***** Extract provided *****

Cities hollowed out by a deadly infection. Once-crowded streets that are now quiet avenues bereft of human activity, lined by rows of empty cars. Vines and vegetation creep up the sides of buildings and homes. This is the world of “The Last of Us,” HBO’s adaptation of the acclaimed post-apocalyptic video game and potentially it’s next hit show, but it might sound familiar. There are the obvious echoes of the real-world COVID-19 pandemic. Although the game came out in 2013, the show’s arrival on Jan. 15, 2023, carries unavoidable psychological baggage.
But the world of “The Last of Us” is also likely familiar because of how popular and omnipresent the apocalyptic/post-apocalyptic genre is. With talk of World War III still hovering in the air, generalized apocalyptic anxiety is here in 2023. But the end times have been a fixture of fiction for centuries, from before the Book of Revelations to “War of the Worlds.” It begs the question: Why do we love stories about the end of the world?
“They appeal to us on the level of hope as well as despair,” says Dale Bailey, Shirley Jackson Award-nominated science fiction, horror and fantasy writer. Bailey has been thinking about the end of the world for decades. When the author of “The End of the End of Everything” started reading sci-fi around 10 years old, he found himself drawn to stories about the end of the world from the 1950s and 1960s, all of which were charged with Cold War anxieties about nuclear armageddon.

*****

Using the article on end-of-the-world stories, explain in one to three sentences why the world of "The Last of Us" might sound familiar.

***** Supplied material *****

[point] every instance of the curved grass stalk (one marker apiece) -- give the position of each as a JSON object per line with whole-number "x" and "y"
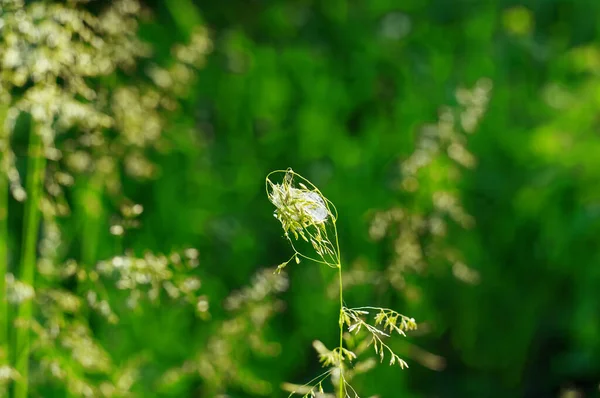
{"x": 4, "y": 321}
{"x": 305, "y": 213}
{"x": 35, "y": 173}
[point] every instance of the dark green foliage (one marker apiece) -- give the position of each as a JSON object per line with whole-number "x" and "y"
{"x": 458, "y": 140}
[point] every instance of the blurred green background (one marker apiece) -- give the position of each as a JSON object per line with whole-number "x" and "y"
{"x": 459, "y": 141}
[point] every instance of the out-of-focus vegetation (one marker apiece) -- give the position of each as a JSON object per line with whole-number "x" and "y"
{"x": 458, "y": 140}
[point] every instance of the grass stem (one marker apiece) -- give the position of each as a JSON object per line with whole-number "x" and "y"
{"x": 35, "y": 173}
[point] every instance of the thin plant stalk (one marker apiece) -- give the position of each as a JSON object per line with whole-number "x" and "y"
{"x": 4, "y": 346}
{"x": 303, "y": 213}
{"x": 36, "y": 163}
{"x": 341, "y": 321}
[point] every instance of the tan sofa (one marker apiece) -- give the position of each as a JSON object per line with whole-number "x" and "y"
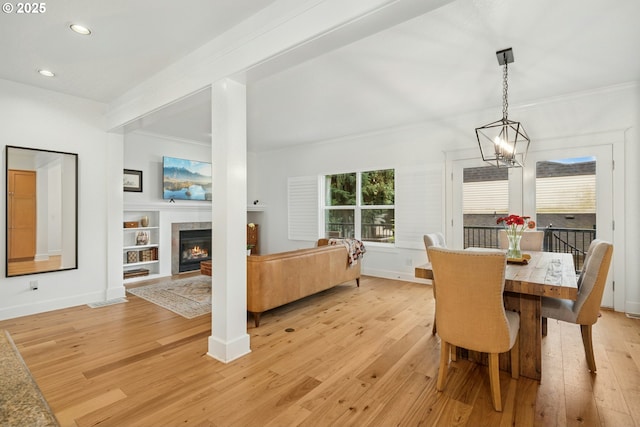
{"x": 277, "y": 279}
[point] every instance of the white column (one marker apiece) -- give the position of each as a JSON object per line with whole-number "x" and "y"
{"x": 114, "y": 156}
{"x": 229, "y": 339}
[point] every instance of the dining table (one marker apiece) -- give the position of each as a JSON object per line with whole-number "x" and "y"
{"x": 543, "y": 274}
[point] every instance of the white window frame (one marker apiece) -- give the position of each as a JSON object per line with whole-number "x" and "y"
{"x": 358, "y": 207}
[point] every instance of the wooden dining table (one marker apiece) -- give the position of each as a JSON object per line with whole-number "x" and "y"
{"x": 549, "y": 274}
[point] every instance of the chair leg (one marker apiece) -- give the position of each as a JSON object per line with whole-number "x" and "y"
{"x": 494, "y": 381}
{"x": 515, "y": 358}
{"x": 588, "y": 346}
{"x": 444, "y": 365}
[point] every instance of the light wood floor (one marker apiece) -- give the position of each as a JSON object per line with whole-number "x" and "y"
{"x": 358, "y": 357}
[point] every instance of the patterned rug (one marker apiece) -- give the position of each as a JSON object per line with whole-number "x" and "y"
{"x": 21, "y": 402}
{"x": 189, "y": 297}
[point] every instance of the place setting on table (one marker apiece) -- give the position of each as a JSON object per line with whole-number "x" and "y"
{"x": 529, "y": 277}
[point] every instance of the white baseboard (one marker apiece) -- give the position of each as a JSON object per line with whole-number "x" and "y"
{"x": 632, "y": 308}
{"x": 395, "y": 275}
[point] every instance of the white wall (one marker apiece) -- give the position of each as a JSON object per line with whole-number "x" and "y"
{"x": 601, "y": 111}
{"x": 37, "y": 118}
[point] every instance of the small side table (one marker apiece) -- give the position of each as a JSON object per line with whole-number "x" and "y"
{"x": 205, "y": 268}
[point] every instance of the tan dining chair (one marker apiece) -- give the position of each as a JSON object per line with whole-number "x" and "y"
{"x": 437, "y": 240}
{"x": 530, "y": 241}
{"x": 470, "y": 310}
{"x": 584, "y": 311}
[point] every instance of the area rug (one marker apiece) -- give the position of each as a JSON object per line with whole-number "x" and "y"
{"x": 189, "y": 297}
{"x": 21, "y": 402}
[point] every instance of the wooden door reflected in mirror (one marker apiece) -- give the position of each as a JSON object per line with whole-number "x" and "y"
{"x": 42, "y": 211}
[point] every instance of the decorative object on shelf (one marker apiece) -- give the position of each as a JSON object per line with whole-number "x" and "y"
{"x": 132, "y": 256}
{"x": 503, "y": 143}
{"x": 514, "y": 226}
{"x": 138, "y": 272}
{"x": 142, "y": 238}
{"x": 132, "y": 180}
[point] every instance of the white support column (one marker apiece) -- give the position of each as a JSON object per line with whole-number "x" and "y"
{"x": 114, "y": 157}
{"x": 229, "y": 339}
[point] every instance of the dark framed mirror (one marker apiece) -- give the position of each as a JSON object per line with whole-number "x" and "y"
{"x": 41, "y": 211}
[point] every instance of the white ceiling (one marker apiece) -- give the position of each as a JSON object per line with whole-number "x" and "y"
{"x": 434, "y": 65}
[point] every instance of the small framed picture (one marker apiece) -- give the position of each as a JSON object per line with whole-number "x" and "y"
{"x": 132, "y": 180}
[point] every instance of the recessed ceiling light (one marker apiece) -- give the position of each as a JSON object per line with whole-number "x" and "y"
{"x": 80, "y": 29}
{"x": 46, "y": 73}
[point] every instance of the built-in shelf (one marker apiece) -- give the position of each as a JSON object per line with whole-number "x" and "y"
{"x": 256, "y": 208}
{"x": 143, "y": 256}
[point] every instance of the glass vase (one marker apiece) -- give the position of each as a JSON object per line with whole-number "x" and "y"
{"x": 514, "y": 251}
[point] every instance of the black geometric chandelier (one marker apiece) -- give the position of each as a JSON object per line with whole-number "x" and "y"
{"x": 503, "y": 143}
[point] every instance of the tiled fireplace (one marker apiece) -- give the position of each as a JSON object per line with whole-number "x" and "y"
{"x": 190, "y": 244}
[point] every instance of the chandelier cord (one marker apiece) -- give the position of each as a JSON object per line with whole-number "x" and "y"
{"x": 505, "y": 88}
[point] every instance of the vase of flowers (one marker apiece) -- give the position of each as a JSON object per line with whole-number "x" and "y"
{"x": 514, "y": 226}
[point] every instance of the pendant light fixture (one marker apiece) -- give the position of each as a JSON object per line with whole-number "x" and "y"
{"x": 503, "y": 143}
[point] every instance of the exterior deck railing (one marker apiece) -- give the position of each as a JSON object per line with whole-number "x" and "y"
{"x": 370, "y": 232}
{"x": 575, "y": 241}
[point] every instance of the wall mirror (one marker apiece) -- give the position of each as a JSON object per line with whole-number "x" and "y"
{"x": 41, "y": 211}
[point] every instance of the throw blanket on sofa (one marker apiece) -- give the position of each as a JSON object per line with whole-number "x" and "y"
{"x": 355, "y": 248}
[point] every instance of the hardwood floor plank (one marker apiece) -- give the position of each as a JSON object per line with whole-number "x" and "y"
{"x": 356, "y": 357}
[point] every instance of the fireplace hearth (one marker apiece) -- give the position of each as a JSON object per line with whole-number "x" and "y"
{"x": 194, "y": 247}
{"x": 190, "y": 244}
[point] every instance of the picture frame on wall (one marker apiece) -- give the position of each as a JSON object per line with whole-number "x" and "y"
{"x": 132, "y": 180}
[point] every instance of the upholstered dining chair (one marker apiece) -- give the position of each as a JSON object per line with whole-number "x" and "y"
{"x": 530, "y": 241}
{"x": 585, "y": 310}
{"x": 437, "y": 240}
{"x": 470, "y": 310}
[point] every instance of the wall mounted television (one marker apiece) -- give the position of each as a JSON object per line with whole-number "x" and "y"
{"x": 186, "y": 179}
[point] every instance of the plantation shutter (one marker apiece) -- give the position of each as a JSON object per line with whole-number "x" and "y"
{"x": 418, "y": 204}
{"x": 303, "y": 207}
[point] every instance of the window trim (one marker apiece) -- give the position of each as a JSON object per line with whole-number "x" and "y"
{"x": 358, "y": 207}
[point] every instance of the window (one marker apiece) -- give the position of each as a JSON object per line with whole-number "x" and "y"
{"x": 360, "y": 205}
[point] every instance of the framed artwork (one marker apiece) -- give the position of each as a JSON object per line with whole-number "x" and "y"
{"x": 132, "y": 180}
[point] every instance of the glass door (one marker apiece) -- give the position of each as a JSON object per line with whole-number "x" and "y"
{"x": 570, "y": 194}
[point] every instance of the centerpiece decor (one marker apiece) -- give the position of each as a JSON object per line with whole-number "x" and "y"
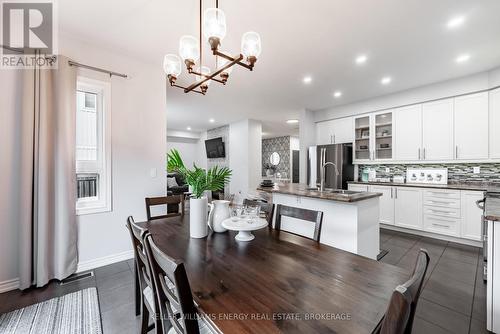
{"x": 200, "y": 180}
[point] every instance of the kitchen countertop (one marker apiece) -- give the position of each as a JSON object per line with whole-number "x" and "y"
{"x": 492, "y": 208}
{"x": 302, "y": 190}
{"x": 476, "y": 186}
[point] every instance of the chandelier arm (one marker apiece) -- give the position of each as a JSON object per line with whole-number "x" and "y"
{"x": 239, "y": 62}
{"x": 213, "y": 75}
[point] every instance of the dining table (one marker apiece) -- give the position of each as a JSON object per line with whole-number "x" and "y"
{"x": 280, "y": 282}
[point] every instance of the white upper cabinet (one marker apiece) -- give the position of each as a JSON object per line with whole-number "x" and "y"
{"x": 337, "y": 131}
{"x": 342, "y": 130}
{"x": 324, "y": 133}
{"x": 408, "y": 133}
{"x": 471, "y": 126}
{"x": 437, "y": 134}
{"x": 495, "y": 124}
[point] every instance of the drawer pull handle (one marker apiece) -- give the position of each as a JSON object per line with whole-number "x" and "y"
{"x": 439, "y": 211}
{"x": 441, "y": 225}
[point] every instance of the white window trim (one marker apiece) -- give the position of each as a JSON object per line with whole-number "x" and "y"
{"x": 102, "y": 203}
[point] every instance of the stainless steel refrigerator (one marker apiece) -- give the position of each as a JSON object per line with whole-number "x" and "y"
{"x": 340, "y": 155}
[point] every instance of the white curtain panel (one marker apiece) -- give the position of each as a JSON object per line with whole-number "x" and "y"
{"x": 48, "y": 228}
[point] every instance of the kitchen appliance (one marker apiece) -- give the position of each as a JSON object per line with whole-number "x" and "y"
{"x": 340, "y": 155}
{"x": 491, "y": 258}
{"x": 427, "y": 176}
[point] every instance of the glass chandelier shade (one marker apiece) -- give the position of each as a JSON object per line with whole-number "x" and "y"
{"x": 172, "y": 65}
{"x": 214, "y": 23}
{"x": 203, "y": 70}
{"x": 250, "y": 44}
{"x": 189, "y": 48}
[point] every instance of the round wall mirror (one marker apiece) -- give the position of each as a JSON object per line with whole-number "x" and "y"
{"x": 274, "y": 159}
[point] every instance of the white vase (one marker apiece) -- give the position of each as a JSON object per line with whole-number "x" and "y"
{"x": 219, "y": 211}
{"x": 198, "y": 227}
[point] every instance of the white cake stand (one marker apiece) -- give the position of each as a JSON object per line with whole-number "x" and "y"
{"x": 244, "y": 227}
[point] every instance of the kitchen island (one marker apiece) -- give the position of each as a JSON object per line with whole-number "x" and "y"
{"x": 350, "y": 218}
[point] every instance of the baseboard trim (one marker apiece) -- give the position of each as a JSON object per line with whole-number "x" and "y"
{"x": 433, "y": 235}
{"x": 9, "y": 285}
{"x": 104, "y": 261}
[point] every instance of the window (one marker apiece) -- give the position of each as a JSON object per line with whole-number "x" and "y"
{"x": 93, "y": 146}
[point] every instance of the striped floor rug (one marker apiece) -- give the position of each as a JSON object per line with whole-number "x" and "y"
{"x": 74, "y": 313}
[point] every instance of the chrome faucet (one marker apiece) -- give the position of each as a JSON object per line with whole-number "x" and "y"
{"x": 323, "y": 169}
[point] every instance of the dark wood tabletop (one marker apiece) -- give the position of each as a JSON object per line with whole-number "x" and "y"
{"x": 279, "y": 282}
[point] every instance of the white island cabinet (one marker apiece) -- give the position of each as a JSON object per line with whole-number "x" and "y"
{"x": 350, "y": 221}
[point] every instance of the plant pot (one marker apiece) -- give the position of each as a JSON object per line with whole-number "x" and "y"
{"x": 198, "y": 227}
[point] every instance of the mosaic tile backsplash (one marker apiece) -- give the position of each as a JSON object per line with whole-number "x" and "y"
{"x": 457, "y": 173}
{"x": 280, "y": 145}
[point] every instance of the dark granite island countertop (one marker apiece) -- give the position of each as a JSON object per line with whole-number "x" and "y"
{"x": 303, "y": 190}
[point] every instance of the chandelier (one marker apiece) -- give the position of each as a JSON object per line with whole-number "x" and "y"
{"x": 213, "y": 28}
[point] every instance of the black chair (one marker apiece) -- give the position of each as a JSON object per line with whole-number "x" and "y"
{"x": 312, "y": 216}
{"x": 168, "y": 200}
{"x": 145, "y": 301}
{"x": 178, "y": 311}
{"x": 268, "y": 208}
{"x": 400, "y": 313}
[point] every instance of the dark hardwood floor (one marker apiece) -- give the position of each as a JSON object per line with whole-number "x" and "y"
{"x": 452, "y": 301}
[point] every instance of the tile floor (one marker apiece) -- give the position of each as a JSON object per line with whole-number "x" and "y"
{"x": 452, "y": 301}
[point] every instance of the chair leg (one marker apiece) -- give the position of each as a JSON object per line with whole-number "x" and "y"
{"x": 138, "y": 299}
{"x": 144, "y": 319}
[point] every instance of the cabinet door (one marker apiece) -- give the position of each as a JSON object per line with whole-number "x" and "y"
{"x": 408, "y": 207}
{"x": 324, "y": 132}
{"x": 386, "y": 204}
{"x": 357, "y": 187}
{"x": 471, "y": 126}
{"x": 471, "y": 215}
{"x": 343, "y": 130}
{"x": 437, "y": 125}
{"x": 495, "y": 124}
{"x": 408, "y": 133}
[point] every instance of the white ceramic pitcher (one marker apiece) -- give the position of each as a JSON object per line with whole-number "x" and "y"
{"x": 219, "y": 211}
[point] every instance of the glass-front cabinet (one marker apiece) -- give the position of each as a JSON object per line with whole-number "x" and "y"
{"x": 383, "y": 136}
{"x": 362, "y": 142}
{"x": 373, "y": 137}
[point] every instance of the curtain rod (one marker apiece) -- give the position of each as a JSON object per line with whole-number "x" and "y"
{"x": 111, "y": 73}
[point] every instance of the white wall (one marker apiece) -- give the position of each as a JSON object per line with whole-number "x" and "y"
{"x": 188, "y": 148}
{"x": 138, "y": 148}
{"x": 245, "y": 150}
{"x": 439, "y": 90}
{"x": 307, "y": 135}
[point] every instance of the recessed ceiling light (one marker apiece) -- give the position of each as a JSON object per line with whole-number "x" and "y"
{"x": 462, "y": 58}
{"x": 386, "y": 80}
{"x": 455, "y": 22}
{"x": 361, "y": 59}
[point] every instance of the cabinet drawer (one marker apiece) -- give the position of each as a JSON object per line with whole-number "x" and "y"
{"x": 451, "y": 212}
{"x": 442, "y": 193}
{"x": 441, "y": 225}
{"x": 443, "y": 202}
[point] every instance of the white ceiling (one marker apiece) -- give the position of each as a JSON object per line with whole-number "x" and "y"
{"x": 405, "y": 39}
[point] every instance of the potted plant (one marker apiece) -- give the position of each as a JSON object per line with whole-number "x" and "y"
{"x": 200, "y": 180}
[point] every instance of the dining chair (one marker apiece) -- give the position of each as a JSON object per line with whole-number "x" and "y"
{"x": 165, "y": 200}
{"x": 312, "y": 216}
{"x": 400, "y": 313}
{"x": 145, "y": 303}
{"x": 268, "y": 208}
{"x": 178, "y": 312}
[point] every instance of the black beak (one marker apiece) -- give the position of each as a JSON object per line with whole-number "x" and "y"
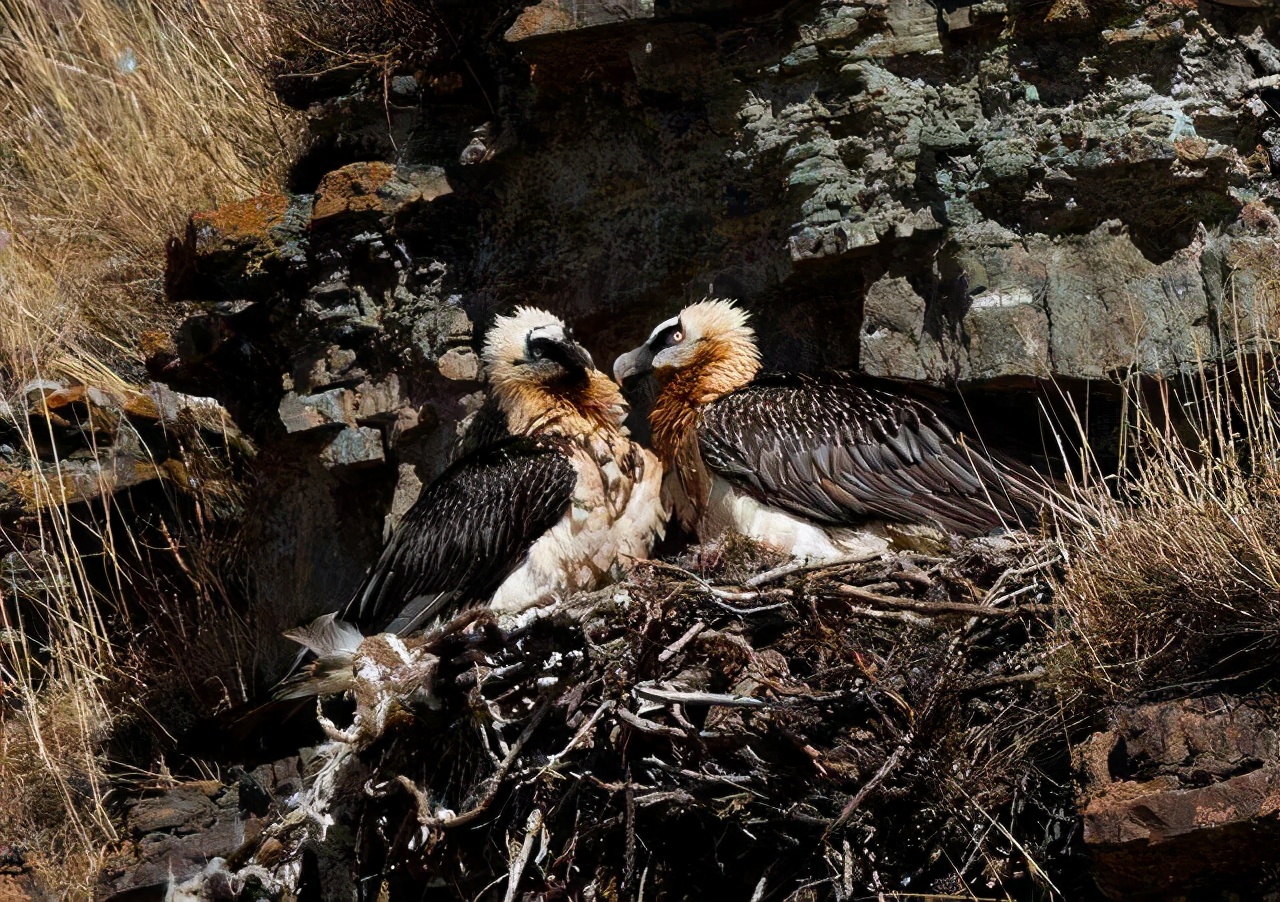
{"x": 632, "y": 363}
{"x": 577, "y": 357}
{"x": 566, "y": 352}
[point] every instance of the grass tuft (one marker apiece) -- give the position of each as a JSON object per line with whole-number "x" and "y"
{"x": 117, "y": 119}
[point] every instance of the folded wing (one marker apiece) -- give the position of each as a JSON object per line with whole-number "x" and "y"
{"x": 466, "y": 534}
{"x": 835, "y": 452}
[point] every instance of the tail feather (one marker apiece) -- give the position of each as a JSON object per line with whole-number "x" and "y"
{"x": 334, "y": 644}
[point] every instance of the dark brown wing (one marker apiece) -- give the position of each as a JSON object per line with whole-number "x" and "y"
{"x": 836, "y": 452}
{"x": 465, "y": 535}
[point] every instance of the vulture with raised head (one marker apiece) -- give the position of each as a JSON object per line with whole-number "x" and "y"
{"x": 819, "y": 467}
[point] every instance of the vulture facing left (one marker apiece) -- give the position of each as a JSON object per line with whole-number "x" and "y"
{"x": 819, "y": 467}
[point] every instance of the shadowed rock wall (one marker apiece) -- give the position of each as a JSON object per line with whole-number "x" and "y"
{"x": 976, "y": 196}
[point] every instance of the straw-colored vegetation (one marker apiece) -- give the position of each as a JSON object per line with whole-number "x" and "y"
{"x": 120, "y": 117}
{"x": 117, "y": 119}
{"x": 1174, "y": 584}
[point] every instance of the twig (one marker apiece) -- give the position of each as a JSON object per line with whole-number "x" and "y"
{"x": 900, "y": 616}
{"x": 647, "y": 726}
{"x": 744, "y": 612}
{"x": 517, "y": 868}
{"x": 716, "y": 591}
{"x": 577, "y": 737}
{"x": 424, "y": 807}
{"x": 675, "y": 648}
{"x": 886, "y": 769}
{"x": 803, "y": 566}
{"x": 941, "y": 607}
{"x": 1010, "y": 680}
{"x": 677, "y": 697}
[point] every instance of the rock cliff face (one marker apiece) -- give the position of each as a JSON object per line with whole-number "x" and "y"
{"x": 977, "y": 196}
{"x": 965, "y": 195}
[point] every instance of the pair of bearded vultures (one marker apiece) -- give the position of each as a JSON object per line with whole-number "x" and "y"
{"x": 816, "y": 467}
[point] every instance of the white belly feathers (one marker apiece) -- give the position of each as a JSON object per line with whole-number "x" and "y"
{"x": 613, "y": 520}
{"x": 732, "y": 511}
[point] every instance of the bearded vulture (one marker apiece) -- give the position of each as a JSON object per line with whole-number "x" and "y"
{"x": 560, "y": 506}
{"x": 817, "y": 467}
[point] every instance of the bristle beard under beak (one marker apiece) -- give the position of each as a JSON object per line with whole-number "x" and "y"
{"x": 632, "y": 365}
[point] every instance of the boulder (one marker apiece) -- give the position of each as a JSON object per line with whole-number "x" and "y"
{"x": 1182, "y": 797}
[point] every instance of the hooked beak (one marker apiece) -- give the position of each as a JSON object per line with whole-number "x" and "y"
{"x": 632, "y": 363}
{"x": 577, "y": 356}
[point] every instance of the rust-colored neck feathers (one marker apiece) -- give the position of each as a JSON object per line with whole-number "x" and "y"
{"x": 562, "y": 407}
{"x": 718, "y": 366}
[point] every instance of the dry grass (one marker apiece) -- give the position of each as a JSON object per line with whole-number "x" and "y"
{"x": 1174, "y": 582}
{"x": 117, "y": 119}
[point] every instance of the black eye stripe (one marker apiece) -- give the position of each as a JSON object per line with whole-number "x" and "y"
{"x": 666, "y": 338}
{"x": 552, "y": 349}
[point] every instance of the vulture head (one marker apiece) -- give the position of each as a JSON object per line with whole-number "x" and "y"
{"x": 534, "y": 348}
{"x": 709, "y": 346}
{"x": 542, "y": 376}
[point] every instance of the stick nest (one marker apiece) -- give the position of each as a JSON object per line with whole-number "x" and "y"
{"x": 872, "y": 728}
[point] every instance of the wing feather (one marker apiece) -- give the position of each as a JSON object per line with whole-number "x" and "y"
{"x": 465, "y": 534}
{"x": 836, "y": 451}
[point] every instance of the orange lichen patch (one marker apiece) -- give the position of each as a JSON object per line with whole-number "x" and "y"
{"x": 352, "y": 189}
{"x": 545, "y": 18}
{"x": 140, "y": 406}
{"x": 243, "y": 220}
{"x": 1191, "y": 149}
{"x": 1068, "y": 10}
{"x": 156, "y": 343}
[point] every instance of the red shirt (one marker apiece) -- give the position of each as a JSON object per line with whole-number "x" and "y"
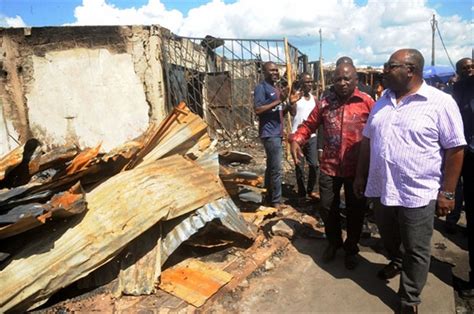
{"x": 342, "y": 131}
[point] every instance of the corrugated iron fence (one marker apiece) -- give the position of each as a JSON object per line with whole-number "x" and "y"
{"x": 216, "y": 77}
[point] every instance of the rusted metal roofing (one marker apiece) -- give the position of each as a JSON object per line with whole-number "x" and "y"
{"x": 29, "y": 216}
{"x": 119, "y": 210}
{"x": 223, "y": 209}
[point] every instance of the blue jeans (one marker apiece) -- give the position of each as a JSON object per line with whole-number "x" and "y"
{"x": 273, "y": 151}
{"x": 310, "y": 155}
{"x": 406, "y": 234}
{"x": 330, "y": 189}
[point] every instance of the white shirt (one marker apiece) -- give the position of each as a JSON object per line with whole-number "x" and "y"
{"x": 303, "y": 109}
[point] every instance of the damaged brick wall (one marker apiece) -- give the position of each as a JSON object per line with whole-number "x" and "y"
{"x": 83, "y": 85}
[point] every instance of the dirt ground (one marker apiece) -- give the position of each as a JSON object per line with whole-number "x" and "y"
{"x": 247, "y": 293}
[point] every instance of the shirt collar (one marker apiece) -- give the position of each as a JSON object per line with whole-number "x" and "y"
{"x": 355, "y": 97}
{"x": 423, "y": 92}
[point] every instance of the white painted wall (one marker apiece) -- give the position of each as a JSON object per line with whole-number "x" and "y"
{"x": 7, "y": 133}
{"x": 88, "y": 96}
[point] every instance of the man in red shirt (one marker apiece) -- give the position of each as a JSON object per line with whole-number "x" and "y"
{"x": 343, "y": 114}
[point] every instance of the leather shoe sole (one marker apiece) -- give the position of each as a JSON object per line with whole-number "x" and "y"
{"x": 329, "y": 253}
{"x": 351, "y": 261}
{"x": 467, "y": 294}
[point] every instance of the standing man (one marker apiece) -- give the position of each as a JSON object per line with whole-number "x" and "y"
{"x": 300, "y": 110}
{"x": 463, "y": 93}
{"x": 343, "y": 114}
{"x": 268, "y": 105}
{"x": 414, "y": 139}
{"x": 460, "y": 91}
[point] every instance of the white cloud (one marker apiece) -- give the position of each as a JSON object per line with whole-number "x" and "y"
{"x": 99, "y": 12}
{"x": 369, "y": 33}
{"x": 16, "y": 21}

*****

• [Solution]:
It carries obvious echoes of the real-world COVID-19 pandemic. So although the game came out in 2013, the show's arrival on Jan. 15, 2023, brings unavoidable psychological baggage. It is also familiar because the apocalyptic/post-apocalyptic genre is so popular and omnipresent.